• _Source extract_:

On the monday morning of Juli 21st I looked again on my app. The traditional boring green balls were all flashing red and orange. Here I display what I saw that morning:
It immediately triggered my interest. What could cause such sudden city pollution, particularly in the field of PM2.5? The other measurements did not show the same peaks.
I contacted ECN and they not only confirmed what I saw, they added that the peak had been gradually building up from midnight onwards! That was strange. We expect traffic related peaks but not a nighttime buildup when the city is expected to be at rest. Was there a fire somewhere? Quick research revealed that no special events were reported.
The sunday before had been a nice, warm summer day. The evening was warm, humid and windstill. Many people were still in town as their holidays would begin a week later. Reports from our civilian network spread over town added two issues to be considered:
* many people had been barbequeing that evening
* lots of people had complained of respiratory difficulties and a sleepless night
That night a fog had been building up over town from midnight onwards and slowly disappeared around 10 am that monday morning. The pollution peak had coincided with the fog, not the human BBQ activities. We were puzzled.

• _What this task involves_:
Reproduce the account of the overnight PM2.5 pollution peak word for word, in full.

• _Information provided_:
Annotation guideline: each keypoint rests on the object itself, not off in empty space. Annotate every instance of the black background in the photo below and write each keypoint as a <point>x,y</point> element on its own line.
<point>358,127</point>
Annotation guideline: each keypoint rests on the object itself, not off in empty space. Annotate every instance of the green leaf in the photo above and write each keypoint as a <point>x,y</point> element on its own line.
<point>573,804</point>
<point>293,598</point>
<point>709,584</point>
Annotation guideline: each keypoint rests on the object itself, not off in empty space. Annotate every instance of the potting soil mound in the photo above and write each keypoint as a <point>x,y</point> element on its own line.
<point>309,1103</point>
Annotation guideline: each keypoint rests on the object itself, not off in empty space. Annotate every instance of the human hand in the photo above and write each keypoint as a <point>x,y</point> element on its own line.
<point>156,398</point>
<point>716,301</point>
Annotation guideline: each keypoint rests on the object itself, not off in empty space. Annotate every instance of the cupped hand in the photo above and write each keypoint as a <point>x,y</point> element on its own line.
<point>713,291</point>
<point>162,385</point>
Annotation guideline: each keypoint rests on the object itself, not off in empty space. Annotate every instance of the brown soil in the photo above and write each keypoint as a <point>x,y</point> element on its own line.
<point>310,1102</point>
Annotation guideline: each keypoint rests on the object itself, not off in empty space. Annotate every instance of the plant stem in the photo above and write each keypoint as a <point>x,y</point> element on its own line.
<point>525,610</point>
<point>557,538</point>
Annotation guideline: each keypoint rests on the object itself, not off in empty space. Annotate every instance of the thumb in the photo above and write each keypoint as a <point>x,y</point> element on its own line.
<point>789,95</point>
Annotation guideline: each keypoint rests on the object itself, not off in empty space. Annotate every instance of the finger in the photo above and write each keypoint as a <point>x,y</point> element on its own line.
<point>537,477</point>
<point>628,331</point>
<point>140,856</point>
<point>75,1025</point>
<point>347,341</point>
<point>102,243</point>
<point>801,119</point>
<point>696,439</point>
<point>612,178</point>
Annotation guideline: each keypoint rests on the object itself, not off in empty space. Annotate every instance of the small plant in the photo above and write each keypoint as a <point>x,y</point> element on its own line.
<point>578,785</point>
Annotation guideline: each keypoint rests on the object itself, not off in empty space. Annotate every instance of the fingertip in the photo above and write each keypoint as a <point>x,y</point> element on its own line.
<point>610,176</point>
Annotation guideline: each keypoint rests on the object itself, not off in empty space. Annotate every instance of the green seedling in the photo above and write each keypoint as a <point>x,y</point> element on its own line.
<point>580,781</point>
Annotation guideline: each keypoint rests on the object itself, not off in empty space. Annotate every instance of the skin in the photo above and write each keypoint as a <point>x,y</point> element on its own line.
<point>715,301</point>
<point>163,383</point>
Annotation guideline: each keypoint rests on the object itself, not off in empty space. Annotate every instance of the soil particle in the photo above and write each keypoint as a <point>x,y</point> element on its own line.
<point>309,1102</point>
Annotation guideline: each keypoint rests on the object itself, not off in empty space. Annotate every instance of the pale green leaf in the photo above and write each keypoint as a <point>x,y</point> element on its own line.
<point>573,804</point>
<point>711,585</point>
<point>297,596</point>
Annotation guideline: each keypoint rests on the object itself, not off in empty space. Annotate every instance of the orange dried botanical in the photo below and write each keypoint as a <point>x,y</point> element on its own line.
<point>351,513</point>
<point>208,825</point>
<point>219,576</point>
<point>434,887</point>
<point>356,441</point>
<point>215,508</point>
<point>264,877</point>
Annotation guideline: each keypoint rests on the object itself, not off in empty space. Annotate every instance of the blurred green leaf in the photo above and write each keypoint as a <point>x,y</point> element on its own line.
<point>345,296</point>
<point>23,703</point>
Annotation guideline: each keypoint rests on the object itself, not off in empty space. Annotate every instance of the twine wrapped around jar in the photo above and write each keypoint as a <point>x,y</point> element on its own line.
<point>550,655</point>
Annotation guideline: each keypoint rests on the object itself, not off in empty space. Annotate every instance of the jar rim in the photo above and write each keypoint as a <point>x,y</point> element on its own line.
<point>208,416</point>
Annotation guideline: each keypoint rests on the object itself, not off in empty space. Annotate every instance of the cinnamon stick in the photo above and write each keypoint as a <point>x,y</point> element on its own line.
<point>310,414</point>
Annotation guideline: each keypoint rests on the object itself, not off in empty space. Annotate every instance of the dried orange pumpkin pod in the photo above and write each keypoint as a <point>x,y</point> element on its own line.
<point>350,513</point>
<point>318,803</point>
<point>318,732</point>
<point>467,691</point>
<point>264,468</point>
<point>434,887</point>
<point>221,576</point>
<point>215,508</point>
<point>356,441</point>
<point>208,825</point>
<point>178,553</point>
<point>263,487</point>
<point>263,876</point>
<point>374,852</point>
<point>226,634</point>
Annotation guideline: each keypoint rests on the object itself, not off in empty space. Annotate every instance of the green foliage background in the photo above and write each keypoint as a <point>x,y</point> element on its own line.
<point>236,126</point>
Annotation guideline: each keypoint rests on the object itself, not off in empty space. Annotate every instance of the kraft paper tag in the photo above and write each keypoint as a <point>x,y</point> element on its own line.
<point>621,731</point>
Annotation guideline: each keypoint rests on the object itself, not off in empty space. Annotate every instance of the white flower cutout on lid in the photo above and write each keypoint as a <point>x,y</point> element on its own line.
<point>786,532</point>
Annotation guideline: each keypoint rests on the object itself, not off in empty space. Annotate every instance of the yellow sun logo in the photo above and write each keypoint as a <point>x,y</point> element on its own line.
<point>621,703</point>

• _Exercise answer_:
On the monday morning of Juli 21st I looked again on my app. The traditional boring green balls were all flashing red and orange. Here I display what I saw that morning:
It immediately triggered my interest. What could cause such sudden city pollution, particularly in the field of PM2.5? The other measurements did not show the same peaks.
I contacted ECN and they not only confirmed what I saw, they added that the peak had been gradually building up from midnight onwards! That was strange. We expect traffic related peaks but not a nighttime buildup when the city is expected to be at rest. Was there a fire somewhere? Quick research revealed that no special events were reported.
The sunday before had been a nice, warm summer day. The evening was warm, humid and windstill. Many people were still in town as their holidays would begin a week later. Reports from our civilian network spread over town added two issues to be considered:
* many people had been barbequeing that evening
* lots of people had complained of respiratory difficulties and a sleepless night
That night a fog had been building up over town from midnight onwards and slowly disappeared around 10 am that monday morning. The pollution peak had coincided with the fog, not the human BBQ activities. We were puzzled.